▶ Consigne écrite a
Pouvez-vous reprendre le texte sur le rappel de l'ambassadeur algérien entre « Algérie-Maroc : La » et « souveraineté du pays. », bornes comprises, en remplaçant « sommation » par « mise en garde » ?

Algérie-Maroc : La sommation diplomatique

Alger décide de rappeler son ambassadeur au maroc – La sommation diplomatique

La diplomatie algérienne est capable du meilleur. Elle peut être aussi d’une férocité redoutable lorsqu’on attente à la souveraineté du pays.

Saïd BOUCETTA

L’Algérie a décidé officiellement le rappel de son ambassadeur en poste à Rabat, Abdelhamid Abdaoui, «pour consultation et à durée illimitée», ont déclaré des sources autorisées au quotidien L’Expression. Cette sentence vient répondre à l’acte aventureux de la représentation diplomatique marocaine à New York. Celle-ci, rappelons-le, a distribué aux pays membres du Mouvement des Non-Alignés, une note officielle, dans laquelle le Maroc soutient publiquement et explicitement un prétendu «droit à l’autodétermination du peuple kabyle». Avant d’en arriver à cette étape, extrême dans les us diplomatiques, le ministère des Affaires étrangères a réagi par voie de communiqué à l’acte inqualifiable du royaume. 48 heures après l’absence de toute réponse au communiqué du MAE de la part de Rabat, confirme l’ingérence manifeste dans les affaires internes de l’Algérie. La mesure radicale prise par Alger de rappeler son ambassadeur se justifie amplement. Et «ce ne sera pas la dernière», soulignent les mêmes sources. Dans la «durée illimitée» du rappel de l’ambassadeur algérien, il y a certainement une volonté de ne pas s’arrêter à une simple décision sans lendemain.

À bien suivre le ton de la réaction magistrale d’Alger, la probabilité d’«une montée en puissance» fait dire à nos sources que d’autres mesures pourraient suivre. On n’en connaît pas encore la nature, mais il transparaît, dans l’attitude ferme du MAE, une intransigeance à aller au fond de cette affaire. Il ne s’agit donc pas d’une «brouille passagère», une déclaration malheureuse, sur laquelle on pourrait passer l’éponge.

L’ambassadeur marocain auprès de l’ONU, Omar Hilale, n’a commis, ni plus ni moins, qu’un acte de piraterie diplomatique. L’irréparable a été en plus aggravé par le mutisme du Palais royal. En langage diplomatique, cette attitude concourt à la préméditation. Ce qui explique tout le sens que veut donner Alger à sa réaction. Celle-ci devrait certainement prendre d’autres formes pour le même objectif, à savoir marquer la puissance de l’Algérie, face à un royaume, déjà en perdition pour prétendre jouer dans la cour des grands. Rabat devra s’attendre à une avalanche de mauvaises nouvelles. La force de frappe diplomatique de l’Algérie est connue de tous. C’est bien cette même diplomatie qui a chassé le représentant du régime de l’Apartheid de l’Assemblée générale de l’Onu, donné l’opportunité au leader palestinien, Yasser Arafat, de prononcer un discours à l’Onu, devant tous les chefs d’Etat de la planète. La diplomatie algérienne, qui a réussi à libérer les otages américains retenus en Iran, est capable du meilleur.

▶ Consigne écrite b
Pouvez-vous recopier à l'identique les lignes des enregistrements comprises entre celle qui contient « Find motorcycle windshield » et celle qui contient « [243,218,414,272] », toutes deux incluses, en omettant les images ?

▶ Liste des entrées
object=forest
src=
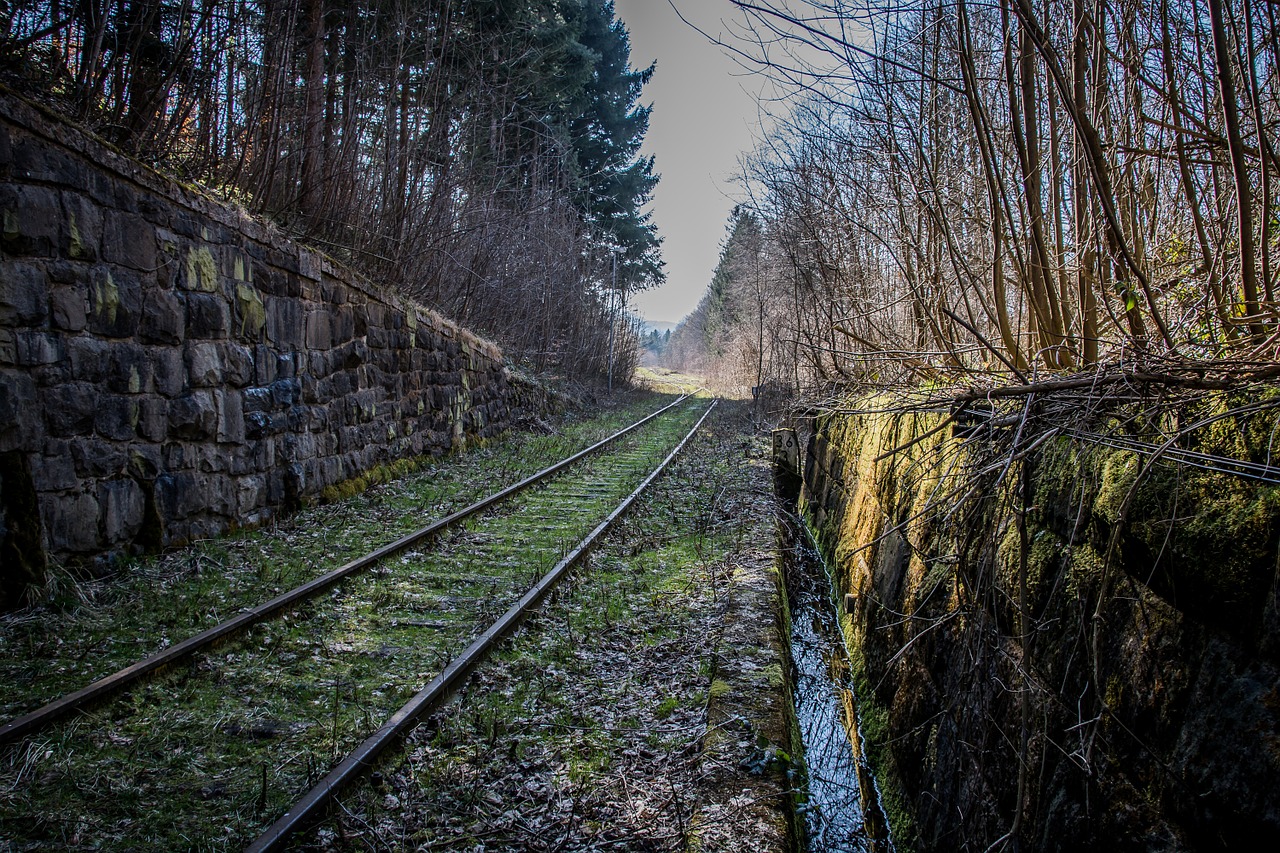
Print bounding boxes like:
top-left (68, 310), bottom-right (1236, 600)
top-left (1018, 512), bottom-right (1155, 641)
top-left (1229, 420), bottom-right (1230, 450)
top-left (0, 0), bottom-right (663, 375)
top-left (671, 0), bottom-right (1280, 393)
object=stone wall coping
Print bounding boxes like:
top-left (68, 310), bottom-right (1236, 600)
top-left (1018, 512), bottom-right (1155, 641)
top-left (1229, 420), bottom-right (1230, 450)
top-left (0, 85), bottom-right (504, 362)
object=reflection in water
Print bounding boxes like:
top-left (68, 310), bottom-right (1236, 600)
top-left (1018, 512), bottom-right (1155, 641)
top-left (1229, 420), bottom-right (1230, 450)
top-left (786, 525), bottom-right (893, 853)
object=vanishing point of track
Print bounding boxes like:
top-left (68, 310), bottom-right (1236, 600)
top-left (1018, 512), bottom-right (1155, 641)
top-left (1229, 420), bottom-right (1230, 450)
top-left (0, 397), bottom-right (709, 850)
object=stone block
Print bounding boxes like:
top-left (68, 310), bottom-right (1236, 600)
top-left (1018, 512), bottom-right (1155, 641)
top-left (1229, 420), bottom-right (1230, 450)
top-left (93, 394), bottom-right (138, 442)
top-left (102, 211), bottom-right (156, 273)
top-left (242, 387), bottom-right (275, 415)
top-left (0, 261), bottom-right (49, 325)
top-left (186, 293), bottom-right (232, 339)
top-left (67, 334), bottom-right (111, 383)
top-left (43, 382), bottom-right (99, 435)
top-left (253, 345), bottom-right (279, 386)
top-left (31, 442), bottom-right (79, 492)
top-left (244, 411), bottom-right (274, 441)
top-left (14, 329), bottom-right (63, 368)
top-left (147, 347), bottom-right (187, 397)
top-left (332, 305), bottom-right (356, 343)
top-left (169, 391), bottom-right (218, 441)
top-left (97, 479), bottom-right (146, 547)
top-left (125, 444), bottom-right (164, 483)
top-left (236, 282), bottom-right (266, 341)
top-left (223, 343), bottom-right (255, 388)
top-left (305, 309), bottom-right (333, 350)
top-left (265, 296), bottom-right (306, 350)
top-left (155, 228), bottom-right (187, 291)
top-left (63, 192), bottom-right (102, 261)
top-left (106, 342), bottom-right (151, 394)
top-left (40, 494), bottom-right (100, 553)
top-left (154, 471), bottom-right (205, 517)
top-left (0, 370), bottom-right (44, 451)
top-left (0, 184), bottom-right (64, 257)
top-left (69, 438), bottom-right (129, 480)
top-left (275, 352), bottom-right (295, 379)
top-left (186, 342), bottom-right (224, 388)
top-left (88, 266), bottom-right (142, 338)
top-left (236, 475), bottom-right (268, 517)
top-left (174, 244), bottom-right (221, 293)
top-left (141, 288), bottom-right (187, 343)
top-left (138, 396), bottom-right (169, 442)
top-left (49, 281), bottom-right (88, 332)
top-left (214, 391), bottom-right (244, 444)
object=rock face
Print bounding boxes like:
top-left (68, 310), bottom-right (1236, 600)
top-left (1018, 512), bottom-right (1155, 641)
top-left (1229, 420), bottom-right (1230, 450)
top-left (803, 404), bottom-right (1280, 850)
top-left (0, 91), bottom-right (547, 603)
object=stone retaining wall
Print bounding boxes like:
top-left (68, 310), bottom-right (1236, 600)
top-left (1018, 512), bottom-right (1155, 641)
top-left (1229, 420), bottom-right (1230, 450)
top-left (0, 91), bottom-right (547, 602)
top-left (801, 409), bottom-right (1280, 852)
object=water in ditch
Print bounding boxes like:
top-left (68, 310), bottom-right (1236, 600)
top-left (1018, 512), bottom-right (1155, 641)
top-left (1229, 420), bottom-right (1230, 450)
top-left (786, 525), bottom-right (893, 853)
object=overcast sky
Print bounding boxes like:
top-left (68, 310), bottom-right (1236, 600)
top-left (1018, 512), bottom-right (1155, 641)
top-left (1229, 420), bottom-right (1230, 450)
top-left (614, 0), bottom-right (760, 323)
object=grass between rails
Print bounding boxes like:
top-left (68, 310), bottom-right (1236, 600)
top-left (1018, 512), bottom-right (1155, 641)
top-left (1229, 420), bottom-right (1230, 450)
top-left (0, 389), bottom-right (706, 849)
top-left (305, 399), bottom-right (788, 852)
top-left (0, 394), bottom-right (680, 720)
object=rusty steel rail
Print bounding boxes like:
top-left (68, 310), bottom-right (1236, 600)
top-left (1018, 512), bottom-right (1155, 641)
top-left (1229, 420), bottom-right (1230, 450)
top-left (0, 394), bottom-right (689, 745)
top-left (244, 401), bottom-right (717, 853)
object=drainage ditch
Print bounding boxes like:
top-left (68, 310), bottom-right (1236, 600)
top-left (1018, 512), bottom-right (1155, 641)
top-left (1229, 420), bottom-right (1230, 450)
top-left (781, 523), bottom-right (893, 853)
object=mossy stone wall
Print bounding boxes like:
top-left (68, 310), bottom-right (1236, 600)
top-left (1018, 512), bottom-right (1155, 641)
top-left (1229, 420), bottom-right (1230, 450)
top-left (803, 400), bottom-right (1280, 850)
top-left (0, 91), bottom-right (547, 603)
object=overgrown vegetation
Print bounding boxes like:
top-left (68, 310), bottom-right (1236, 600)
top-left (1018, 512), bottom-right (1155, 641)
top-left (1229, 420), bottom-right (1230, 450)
top-left (0, 397), bottom-right (727, 849)
top-left (304, 399), bottom-right (778, 852)
top-left (669, 0), bottom-right (1280, 393)
top-left (0, 0), bottom-right (663, 375)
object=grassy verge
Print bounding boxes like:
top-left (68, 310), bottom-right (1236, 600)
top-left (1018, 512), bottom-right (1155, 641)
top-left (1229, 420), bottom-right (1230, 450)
top-left (307, 399), bottom-right (785, 852)
top-left (0, 394), bottom-right (663, 720)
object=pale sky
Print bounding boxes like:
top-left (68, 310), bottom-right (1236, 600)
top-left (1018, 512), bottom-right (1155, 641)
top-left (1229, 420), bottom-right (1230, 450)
top-left (614, 0), bottom-right (760, 323)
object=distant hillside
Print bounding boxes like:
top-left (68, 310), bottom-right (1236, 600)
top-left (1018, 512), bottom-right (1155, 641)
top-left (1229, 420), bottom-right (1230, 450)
top-left (640, 320), bottom-right (680, 334)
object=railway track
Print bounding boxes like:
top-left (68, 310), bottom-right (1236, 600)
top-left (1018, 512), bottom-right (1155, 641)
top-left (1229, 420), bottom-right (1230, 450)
top-left (0, 398), bottom-right (709, 849)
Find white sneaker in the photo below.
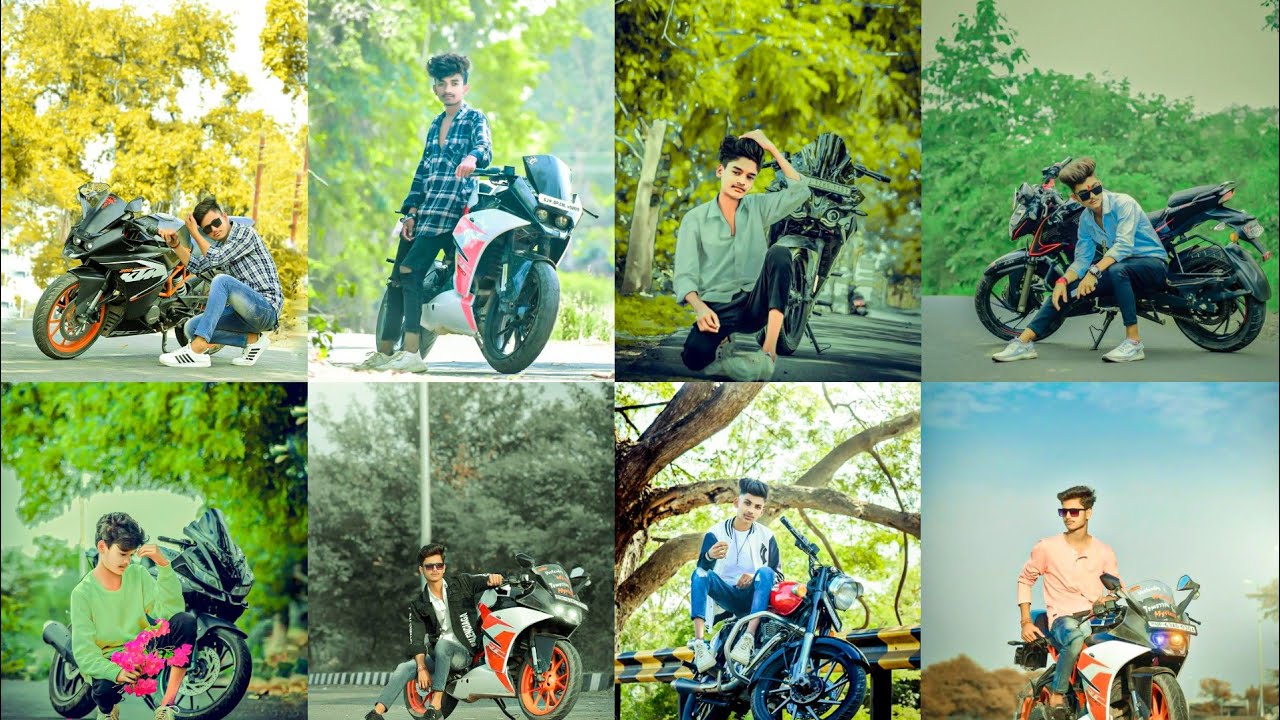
[379,350,426,373]
[991,338,1039,363]
[232,333,271,368]
[1102,338,1147,363]
[160,345,212,368]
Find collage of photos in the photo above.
[0,0,1280,720]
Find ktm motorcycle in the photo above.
[1009,574,1199,720]
[758,132,890,355]
[672,518,870,720]
[404,553,591,720]
[31,182,222,360]
[974,158,1271,352]
[378,155,595,374]
[44,509,253,720]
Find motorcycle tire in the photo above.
[31,273,106,360]
[1174,247,1267,352]
[973,265,1065,341]
[476,263,559,375]
[49,651,96,717]
[516,639,582,720]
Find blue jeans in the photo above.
[184,274,276,347]
[689,568,776,621]
[1048,616,1091,694]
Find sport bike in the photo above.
[378,155,595,373]
[758,132,888,355]
[1009,575,1199,720]
[672,518,870,720]
[974,158,1271,352]
[44,510,253,720]
[404,553,591,720]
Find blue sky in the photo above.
[922,383,1280,696]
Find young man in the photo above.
[160,197,284,368]
[365,543,503,720]
[357,53,493,373]
[72,512,196,720]
[1018,486,1120,720]
[689,478,782,673]
[675,129,809,380]
[991,158,1169,363]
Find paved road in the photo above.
[0,680,304,720]
[617,309,920,382]
[307,333,613,382]
[0,318,307,382]
[924,296,1280,382]
[304,687,617,720]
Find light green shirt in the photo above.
[72,562,187,682]
[675,176,809,304]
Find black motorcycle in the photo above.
[31,182,220,360]
[44,510,253,720]
[672,518,870,720]
[758,132,888,355]
[974,158,1271,352]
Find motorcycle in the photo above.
[44,510,253,720]
[974,158,1271,352]
[404,553,591,720]
[1009,574,1199,720]
[31,182,222,360]
[672,518,870,720]
[378,155,596,374]
[758,132,890,355]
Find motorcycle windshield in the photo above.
[525,155,573,202]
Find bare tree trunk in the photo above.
[622,120,667,295]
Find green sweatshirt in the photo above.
[72,562,187,682]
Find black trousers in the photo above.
[680,245,791,370]
[90,612,196,714]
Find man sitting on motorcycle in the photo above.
[1018,486,1120,720]
[675,129,809,380]
[991,158,1169,363]
[72,512,196,720]
[159,196,284,368]
[357,53,493,373]
[689,478,782,673]
[365,543,503,720]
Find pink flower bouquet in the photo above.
[111,618,191,697]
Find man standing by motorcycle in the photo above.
[689,478,782,673]
[365,543,503,720]
[991,158,1169,363]
[357,53,493,373]
[675,129,809,380]
[1018,486,1120,720]
[159,196,284,368]
[72,512,196,720]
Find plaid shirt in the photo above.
[401,102,493,236]
[187,222,284,315]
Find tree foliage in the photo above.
[923,0,1280,310]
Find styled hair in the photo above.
[417,542,444,565]
[737,478,769,500]
[1057,486,1098,510]
[719,135,764,168]
[1057,158,1098,191]
[426,53,471,83]
[93,512,147,552]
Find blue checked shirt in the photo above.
[401,102,493,236]
[187,220,284,315]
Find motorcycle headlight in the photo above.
[827,575,863,610]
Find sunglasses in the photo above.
[1075,182,1102,202]
[200,218,223,234]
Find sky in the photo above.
[922,0,1280,113]
[922,383,1280,696]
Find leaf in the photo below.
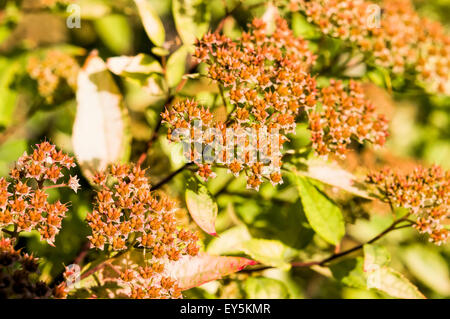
[244,277,289,299]
[106,53,163,76]
[186,178,218,236]
[134,0,166,46]
[166,46,189,88]
[292,12,320,40]
[299,160,373,199]
[207,225,252,255]
[364,245,425,299]
[95,14,133,54]
[370,266,425,299]
[166,254,257,290]
[401,244,450,296]
[242,239,295,270]
[297,176,345,245]
[330,257,367,289]
[172,0,211,45]
[0,58,20,126]
[364,244,391,271]
[72,51,129,178]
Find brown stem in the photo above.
[151,163,193,191]
[243,218,414,272]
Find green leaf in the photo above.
[330,257,367,289]
[207,225,251,255]
[166,45,189,88]
[364,245,425,299]
[172,0,211,45]
[134,0,166,46]
[297,176,345,245]
[95,14,133,54]
[401,244,450,296]
[244,277,289,299]
[292,12,320,39]
[364,244,391,271]
[299,160,373,199]
[186,178,218,236]
[0,58,20,126]
[72,51,130,178]
[166,254,256,290]
[106,53,163,76]
[242,239,295,270]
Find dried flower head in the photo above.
[27,50,79,103]
[367,166,450,244]
[309,80,388,156]
[0,142,75,245]
[86,164,199,298]
[290,0,450,94]
[0,238,64,299]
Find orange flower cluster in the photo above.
[119,260,183,299]
[367,166,450,244]
[290,0,450,94]
[162,18,387,190]
[0,238,65,299]
[0,142,80,245]
[86,164,199,298]
[195,18,316,132]
[27,50,79,103]
[309,80,388,156]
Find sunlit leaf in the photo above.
[166,46,189,88]
[134,0,166,46]
[297,176,345,245]
[207,225,251,255]
[167,254,256,290]
[72,52,129,181]
[244,277,289,299]
[106,53,163,76]
[172,0,211,44]
[401,244,450,296]
[370,266,425,299]
[299,160,372,199]
[242,239,295,269]
[95,14,133,54]
[186,178,218,236]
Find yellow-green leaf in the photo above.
[134,0,166,46]
[186,178,218,236]
[72,52,129,178]
[297,176,345,245]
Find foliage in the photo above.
[0,0,450,299]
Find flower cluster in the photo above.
[367,166,450,244]
[86,164,199,298]
[309,80,388,156]
[290,0,450,94]
[162,18,387,189]
[0,238,65,299]
[0,142,80,245]
[27,50,79,103]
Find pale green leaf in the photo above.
[401,244,450,296]
[134,0,166,46]
[166,46,189,88]
[95,14,133,54]
[242,239,295,270]
[72,52,130,178]
[244,277,289,299]
[186,178,218,236]
[172,0,211,45]
[297,176,345,245]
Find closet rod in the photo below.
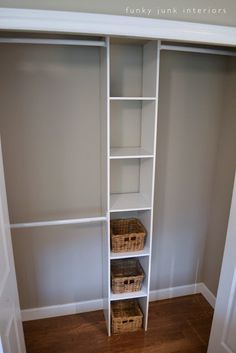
[0,37,106,47]
[10,216,107,229]
[161,44,236,56]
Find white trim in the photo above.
[21,299,103,321]
[0,8,236,46]
[199,283,216,309]
[21,283,215,321]
[149,283,201,301]
[161,45,236,56]
[0,37,106,47]
[10,216,107,229]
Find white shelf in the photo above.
[110,193,151,212]
[110,97,156,101]
[110,245,150,260]
[110,286,147,301]
[110,147,153,159]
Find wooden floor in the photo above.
[24,294,213,353]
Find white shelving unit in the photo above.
[103,38,160,335]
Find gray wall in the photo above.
[0,46,102,308]
[151,52,227,289]
[0,0,236,26]
[0,46,236,308]
[203,58,236,295]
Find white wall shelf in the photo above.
[105,39,160,334]
[110,147,153,159]
[110,286,147,301]
[110,97,156,101]
[110,193,151,212]
[110,245,150,260]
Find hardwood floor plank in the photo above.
[24,294,213,353]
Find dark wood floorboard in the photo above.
[24,294,213,353]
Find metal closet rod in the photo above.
[160,44,236,56]
[10,216,107,229]
[0,37,106,47]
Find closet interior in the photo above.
[0,35,236,335]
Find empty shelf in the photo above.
[110,147,153,159]
[110,193,151,212]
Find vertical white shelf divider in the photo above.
[100,37,111,336]
[103,37,161,336]
[144,40,161,330]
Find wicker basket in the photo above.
[110,218,147,252]
[111,259,144,294]
[111,300,143,333]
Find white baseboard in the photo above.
[21,299,103,321]
[199,283,216,309]
[21,283,216,321]
[150,283,201,301]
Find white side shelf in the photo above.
[110,193,151,212]
[110,286,147,301]
[110,245,150,260]
[110,97,156,101]
[110,147,153,159]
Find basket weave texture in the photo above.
[110,218,147,252]
[111,300,143,333]
[111,259,144,294]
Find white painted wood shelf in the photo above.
[110,245,150,260]
[104,38,160,335]
[110,193,151,212]
[110,285,147,301]
[110,96,156,101]
[110,147,153,159]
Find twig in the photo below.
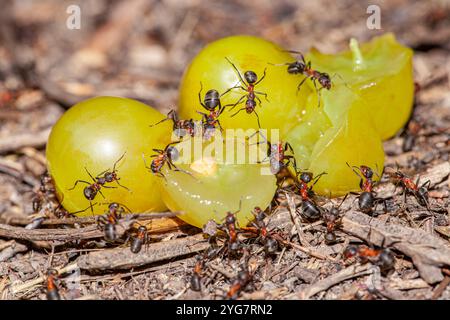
[287,263,372,300]
[285,192,310,247]
[0,220,133,241]
[0,128,51,154]
[76,234,209,270]
[0,240,28,262]
[431,276,450,300]
[342,211,450,284]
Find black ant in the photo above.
[346,162,386,215]
[343,245,395,273]
[268,51,332,106]
[142,141,192,179]
[97,202,131,242]
[68,153,130,211]
[150,110,196,138]
[46,269,61,300]
[222,58,269,128]
[226,265,253,300]
[390,168,431,208]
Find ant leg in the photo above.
[311,172,328,189]
[253,110,261,129]
[198,81,208,109]
[231,108,245,117]
[230,94,247,111]
[254,68,267,86]
[67,180,91,191]
[225,57,247,86]
[116,180,131,191]
[297,77,309,94]
[255,91,270,102]
[313,79,323,108]
[113,151,127,172]
[220,82,243,97]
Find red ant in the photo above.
[275,51,331,106]
[226,265,253,300]
[68,152,130,211]
[222,58,269,128]
[142,141,192,179]
[150,110,196,138]
[346,162,386,214]
[97,202,131,242]
[191,255,205,291]
[322,194,348,244]
[248,131,297,174]
[130,226,149,253]
[391,167,431,208]
[46,269,61,300]
[295,171,327,220]
[343,245,395,273]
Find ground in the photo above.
[0,0,450,299]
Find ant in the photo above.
[68,152,130,211]
[150,110,196,138]
[222,58,269,128]
[343,245,395,273]
[191,255,205,291]
[322,194,348,244]
[97,202,131,242]
[142,141,192,179]
[46,269,61,300]
[226,265,253,300]
[346,162,386,215]
[130,226,149,253]
[241,207,278,255]
[295,171,327,220]
[272,51,332,106]
[391,167,431,208]
[247,131,297,174]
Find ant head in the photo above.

▶ Réponse correcte a
Algérie-Maroc : La mise en garde diplomatique

Alger décide de rappeler son ambassadeur au maroc – La mise en garde diplomatique

La diplomatie algérienne est capable du meilleur. Elle peut être aussi d’une férocité redoutable lorsqu’on attente à la souveraineté du pays.

▶ Réponse correcte b
Find motorcycle windshield in the photo above.
[525,155,573,202]
Find bare tree trunk in the photo above.
[622,120,667,295]
Find green sweatshirt in the photo above.
[72,562,187,682]
Find black trousers in the photo above.
[680,245,791,370]
[90,612,196,714]
Find man sitting on motorcycle in the photo above.
[1018,486,1120,720]
[675,129,809,380]
[991,158,1169,363]
[72,512,196,720]
[159,196,284,368]
[357,53,493,373]
[689,478,782,673]
[365,543,503,720]
Find pink flower bouquet in the photo above.
[111,618,191,697]
Find man standing by motorcycle in the photo above.
[689,478,782,673]
[365,543,503,720]
[991,158,1169,363]
[357,53,493,373]
[675,129,809,380]
[1018,486,1120,720]
[159,196,284,368]
[72,512,196,720]
Find plaid shirt in the photo above.
[401,102,493,236]
[187,222,284,315]
Find tree foliage in the photo above.
[923,0,1280,310]
Find styled hair in the photo above.
[417,542,444,565]
[737,478,769,500]
[1057,486,1098,510]
[719,135,764,168]
[1057,158,1098,191]
[426,53,471,83]
[93,512,147,552]
Find blue checked shirt in the photo above.
[401,102,493,236]
[187,220,284,315]
Find motorcycle headlight in the photo above.
[827,575,863,610]
Find sunglasses in the photo above.
[1075,182,1102,202]
[200,218,223,234]
Find sky in the photo above.
[922,0,1280,113]
[922,383,1280,696]
Find leaf in the photo below.
[244,277,289,299]
[106,53,163,76]
[186,178,218,236]
[134,0,166,46]
[166,46,189,88]
[292,12,320,40]
[299,160,373,199]
[207,225,252,255]
[364,245,425,299]
[95,14,133,54]
[370,266,425,299]
[166,254,257,290]
[401,244,450,296]
[242,239,295,270]
[297,176,345,245]
[330,257,367,289]
[172,0,211,45]
[0,58,20,126]
[364,244,391,271]
[72,51,129,178]
Find brown stem in the photo above.
[151,163,193,191]
[243,218,414,272]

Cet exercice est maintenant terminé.